## [Work required]
Copy every line of the records below verbatim, keeping the original line order.

## [Excerpts from a dataset on pointing to objects]
================================
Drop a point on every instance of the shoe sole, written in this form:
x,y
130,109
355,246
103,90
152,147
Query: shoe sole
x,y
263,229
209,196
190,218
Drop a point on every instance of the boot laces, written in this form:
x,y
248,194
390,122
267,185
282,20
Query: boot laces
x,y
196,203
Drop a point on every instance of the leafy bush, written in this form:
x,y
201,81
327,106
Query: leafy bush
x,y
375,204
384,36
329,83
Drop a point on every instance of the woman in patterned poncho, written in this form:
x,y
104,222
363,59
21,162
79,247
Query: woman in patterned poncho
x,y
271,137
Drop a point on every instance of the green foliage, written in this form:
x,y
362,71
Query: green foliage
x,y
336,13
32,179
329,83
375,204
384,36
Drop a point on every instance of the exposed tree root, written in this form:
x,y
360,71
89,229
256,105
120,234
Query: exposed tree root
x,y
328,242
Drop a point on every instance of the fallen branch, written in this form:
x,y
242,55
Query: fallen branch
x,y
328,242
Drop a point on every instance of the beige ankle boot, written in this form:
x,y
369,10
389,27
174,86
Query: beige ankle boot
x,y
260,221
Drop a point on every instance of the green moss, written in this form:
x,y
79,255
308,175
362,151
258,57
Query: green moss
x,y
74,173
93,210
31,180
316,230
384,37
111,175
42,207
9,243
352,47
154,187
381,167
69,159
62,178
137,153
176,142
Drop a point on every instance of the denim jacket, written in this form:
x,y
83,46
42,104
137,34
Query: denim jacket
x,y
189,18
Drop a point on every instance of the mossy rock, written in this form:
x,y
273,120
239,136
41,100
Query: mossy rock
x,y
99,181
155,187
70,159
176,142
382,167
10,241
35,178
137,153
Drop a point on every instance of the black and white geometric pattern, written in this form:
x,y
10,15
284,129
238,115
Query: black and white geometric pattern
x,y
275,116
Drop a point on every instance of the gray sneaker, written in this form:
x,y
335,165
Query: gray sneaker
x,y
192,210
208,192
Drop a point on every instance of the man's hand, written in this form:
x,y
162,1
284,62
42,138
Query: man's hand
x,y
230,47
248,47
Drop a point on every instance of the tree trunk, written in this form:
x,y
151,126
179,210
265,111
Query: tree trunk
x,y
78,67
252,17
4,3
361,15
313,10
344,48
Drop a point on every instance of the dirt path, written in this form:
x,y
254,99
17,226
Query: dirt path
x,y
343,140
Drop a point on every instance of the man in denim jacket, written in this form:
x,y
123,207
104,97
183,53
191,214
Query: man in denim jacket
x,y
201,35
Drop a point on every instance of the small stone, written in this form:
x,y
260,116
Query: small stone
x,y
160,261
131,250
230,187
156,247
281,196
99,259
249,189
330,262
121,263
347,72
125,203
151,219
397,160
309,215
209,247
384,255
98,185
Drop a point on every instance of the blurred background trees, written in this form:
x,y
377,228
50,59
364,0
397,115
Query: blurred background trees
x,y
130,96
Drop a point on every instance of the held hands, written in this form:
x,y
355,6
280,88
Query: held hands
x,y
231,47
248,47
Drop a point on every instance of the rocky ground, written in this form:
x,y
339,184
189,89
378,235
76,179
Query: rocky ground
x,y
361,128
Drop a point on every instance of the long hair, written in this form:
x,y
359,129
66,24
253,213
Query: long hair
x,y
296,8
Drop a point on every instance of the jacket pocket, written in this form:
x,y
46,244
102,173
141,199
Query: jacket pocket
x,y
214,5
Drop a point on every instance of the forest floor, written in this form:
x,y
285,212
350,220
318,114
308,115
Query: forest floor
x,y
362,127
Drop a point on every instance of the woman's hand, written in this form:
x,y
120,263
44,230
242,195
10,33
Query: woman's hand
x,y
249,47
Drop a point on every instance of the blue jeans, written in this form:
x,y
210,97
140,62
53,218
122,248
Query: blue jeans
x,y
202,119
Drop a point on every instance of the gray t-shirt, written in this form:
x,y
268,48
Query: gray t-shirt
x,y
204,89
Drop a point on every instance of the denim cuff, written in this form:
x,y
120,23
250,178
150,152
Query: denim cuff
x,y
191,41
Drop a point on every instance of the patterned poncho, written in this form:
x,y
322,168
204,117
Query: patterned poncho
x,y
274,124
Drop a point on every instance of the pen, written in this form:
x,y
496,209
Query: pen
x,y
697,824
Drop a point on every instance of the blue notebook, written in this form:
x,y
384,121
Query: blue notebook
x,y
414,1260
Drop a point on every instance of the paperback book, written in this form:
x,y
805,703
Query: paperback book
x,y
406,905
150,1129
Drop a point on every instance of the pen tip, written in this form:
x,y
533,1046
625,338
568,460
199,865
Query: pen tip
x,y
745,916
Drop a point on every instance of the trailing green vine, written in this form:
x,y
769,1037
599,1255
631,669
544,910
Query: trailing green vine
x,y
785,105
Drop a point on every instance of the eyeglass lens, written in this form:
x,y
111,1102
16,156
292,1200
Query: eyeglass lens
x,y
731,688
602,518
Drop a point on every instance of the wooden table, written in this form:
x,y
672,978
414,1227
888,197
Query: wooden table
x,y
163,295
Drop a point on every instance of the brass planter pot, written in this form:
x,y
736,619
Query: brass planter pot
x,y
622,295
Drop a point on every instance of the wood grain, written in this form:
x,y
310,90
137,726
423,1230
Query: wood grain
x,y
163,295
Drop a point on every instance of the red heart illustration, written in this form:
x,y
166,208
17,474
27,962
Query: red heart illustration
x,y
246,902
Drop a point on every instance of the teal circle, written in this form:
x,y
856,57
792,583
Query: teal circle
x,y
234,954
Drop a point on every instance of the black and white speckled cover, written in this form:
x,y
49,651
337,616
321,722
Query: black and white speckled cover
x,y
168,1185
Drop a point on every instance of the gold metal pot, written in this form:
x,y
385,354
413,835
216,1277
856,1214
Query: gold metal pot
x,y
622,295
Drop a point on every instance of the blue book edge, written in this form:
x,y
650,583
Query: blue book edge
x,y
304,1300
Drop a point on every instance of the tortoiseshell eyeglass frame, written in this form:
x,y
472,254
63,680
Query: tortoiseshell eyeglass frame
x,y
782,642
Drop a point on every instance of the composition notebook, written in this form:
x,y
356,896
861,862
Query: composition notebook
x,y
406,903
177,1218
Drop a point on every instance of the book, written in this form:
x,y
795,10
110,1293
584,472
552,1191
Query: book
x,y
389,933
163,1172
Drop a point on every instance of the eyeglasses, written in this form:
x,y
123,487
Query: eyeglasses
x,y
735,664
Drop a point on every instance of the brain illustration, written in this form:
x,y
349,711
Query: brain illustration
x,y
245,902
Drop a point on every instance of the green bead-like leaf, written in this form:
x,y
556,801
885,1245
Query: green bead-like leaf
================================
## [Written answer]
Drop a point on every instance of the shoe sole, written in this form:
x,y
130,109
355,246
103,90
152,147
Query: shoe sole
x,y
263,229
209,196
190,218
Drop a point on every instance of the boot laces, written in this form:
x,y
248,194
390,122
267,185
282,20
Query: boot laces
x,y
196,203
Drop a point on every instance of the leafy bush, written in this form:
x,y
201,81
327,106
Query: leafy bush
x,y
375,204
384,36
329,83
Drop a point on every instance of the woman in patterned poncho, written in this form:
x,y
104,222
363,59
21,162
79,247
Query: woman in patterned poncho
x,y
271,137
Drop a point on every instance of the green foliage, written in this form:
x,y
362,71
Query: green foliage
x,y
336,13
32,179
329,83
375,204
384,36
Drop a point on every instance of the exposed tree root, written in this form:
x,y
360,71
89,229
256,105
120,234
Query: exposed tree root
x,y
328,242
Drop a point on every instance of the fallen branch, written in this form:
x,y
242,55
Query: fallen branch
x,y
328,242
Drop a point on every instance of the beige ankle boot, written in this form:
x,y
369,10
389,27
174,86
Query: beige ankle boot
x,y
260,221
Drop a point on every instance of the green moss, written in this form:
x,y
79,255
308,175
362,151
258,57
Query: green moss
x,y
74,173
93,210
31,180
316,230
384,37
111,175
42,207
9,243
352,47
154,187
381,167
69,159
62,178
137,153
176,142
Drop a point on every instance of the denim jacket, written in this form:
x,y
83,46
42,104
137,34
Query: denim jacket
x,y
189,18
Drop a point on every instance of the mossy rock, written in this form:
x,y
273,120
239,136
41,100
Query: mossy rock
x,y
99,181
155,187
70,159
176,142
382,167
10,241
35,178
137,153
Drop a point on every instance of the black and white geometric pattern, written in this form:
x,y
10,15
284,129
238,115
Query: black and white geometric pattern
x,y
275,116
Drop a point on every instance of the gray sneaker, written in this form:
x,y
335,165
Query: gray sneaker
x,y
192,210
208,192
Drop a point on every instance of the man's hand, written in this form:
x,y
162,1
284,62
42,138
Query: man's hand
x,y
230,47
248,47
Drop a point on every instance of the tree trunk, written in this form:
x,y
151,126
179,210
265,111
Query: tree trunk
x,y
78,67
252,17
4,3
361,15
313,10
344,48
Drop a point on every instance of the dirt path, written in this form:
x,y
254,99
17,226
Query: dirt path
x,y
343,140
Drop a point on every instance of the man in denim jacket, written in this form:
x,y
123,207
104,97
183,53
191,214
Query: man in denim jacket
x,y
201,35
Drop a point on every instance of the small stone, written in this form:
x,y
260,116
Query: small stone
x,y
160,261
131,250
230,187
156,247
281,196
99,259
249,189
330,262
121,263
347,72
125,203
151,219
397,160
309,215
209,247
384,255
98,185
Drop a point on every instance of the blurred background trees, written in this form:
x,y
377,228
50,59
364,0
397,115
Query: blurred background trees
x,y
130,96
Drop a point on every instance of the held hands, written in this form:
x,y
355,6
280,88
Query: held hands
x,y
231,47
248,47
Drop a point on every instance of the rocky ground, written in this form:
x,y
339,184
189,89
378,235
76,179
Query: rocky ground
x,y
361,128
Drop a point on every instance of the long hair, written in this form:
x,y
359,129
66,24
253,213
Query: long hair
x,y
296,8
Drop a point on every instance of the jacket pocket, written in this form:
x,y
46,244
102,173
141,199
Query: jacket pocket
x,y
214,5
Drop a point on every instance of the forest floor, written in this form:
x,y
285,212
350,220
318,114
308,115
Query: forest floor
x,y
362,127
Drop a point on every instance of the woman's hand, written in this form:
x,y
120,263
44,230
242,195
10,33
Query: woman's hand
x,y
249,47
Drop a point on every instance of the blue jeans, written in this form:
x,y
210,97
140,62
53,218
122,248
Query: blue jeans
x,y
202,119
Drop a point on every instance of the gray t-shirt, written in this form:
x,y
268,48
Query: gray t-shirt
x,y
204,89
Drop a point on every instance of the denim cuff, written in this form:
x,y
120,23
250,178
150,152
Query: denim cuff
x,y
191,41
Drop a point on every instance of the patterned poncho, written in this form:
x,y
322,168
204,117
Query: patterned poncho
x,y
274,124
Drop a point on every instance of the pen, written in this form:
x,y
496,209
Query: pen
x,y
697,824
Drop a point on every instance of the blue notebook, written in this form:
x,y
384,121
Query: blue notebook
x,y
414,1260
Drop a point on every instance of the paperback book, written in this form:
x,y
805,703
Query: paperback book
x,y
406,905
150,1129
Drop a point on every instance of the pen tip, written in this form:
x,y
533,1046
625,338
568,460
199,865
Query: pen tip
x,y
745,916
Drop a point on every instance of the trailing green vine, written in this form:
x,y
769,1037
599,1255
631,669
544,910
Query: trailing green vine
x,y
785,105
Drop a point on every instance of the eyeglass lens, written in this form:
x,y
111,1102
16,156
292,1200
Query: eyeglass lens
x,y
731,688
602,518
Drop a point on every instance of the wooden table, written in this form:
x,y
672,978
414,1227
888,197
Query: wooden table
x,y
163,295
Drop a point on every instance of the brass planter pot, written in this form:
x,y
736,619
Query: brass planter pot
x,y
622,295
Drop a point on every instance of the wood grain, written in this form:
x,y
310,90
137,726
423,1230
Query: wood grain
x,y
163,295
Drop a point on every instance of the red heart illustration, written in this form:
x,y
166,208
17,474
27,962
Query: red heart illustration
x,y
246,902
Drop a point on every instance of the teal circle, written in this form:
x,y
856,57
792,583
Query: teal circle
x,y
234,954
Drop a point on every instance of the black and white speckled cover, written in this form:
x,y
49,651
337,616
321,722
Query: black and white speckled cover
x,y
168,1185
Drop a point on every instance of the gold metal pot, written in this form:
x,y
385,354
413,835
216,1277
856,1214
Query: gold metal pot
x,y
622,295
Drop a point on every instance of the blue book edge, written in this form:
x,y
650,583
Query: blue book edge
x,y
304,1300
Drop a point on every instance of the tortoiseshell eyeglass frame, written in this form:
x,y
472,254
63,680
Query: tortoiseshell eyeglass frame
x,y
782,642
Drop a point on every instance of the composition notebook, written in this form:
x,y
356,896
861,862
Query: composition notebook
x,y
406,903
177,1218
Drop a point on every instance of the book, written in this form:
x,y
795,10
110,1293
584,472
552,1191
Query: book
x,y
389,933
163,1172
Drop a point on every instance of the eyeglasses, written in this form:
x,y
123,487
Query: eyeglasses
x,y
735,664
Drop a point on every instance of the brain illustration, written in this form:
x,y
349,711
Query: brain illustration
x,y
245,902
Drop a point on every instance of the green bead-like leaf, written in this form:
x,y
556,801
885,1245
Query: green bead-like leaf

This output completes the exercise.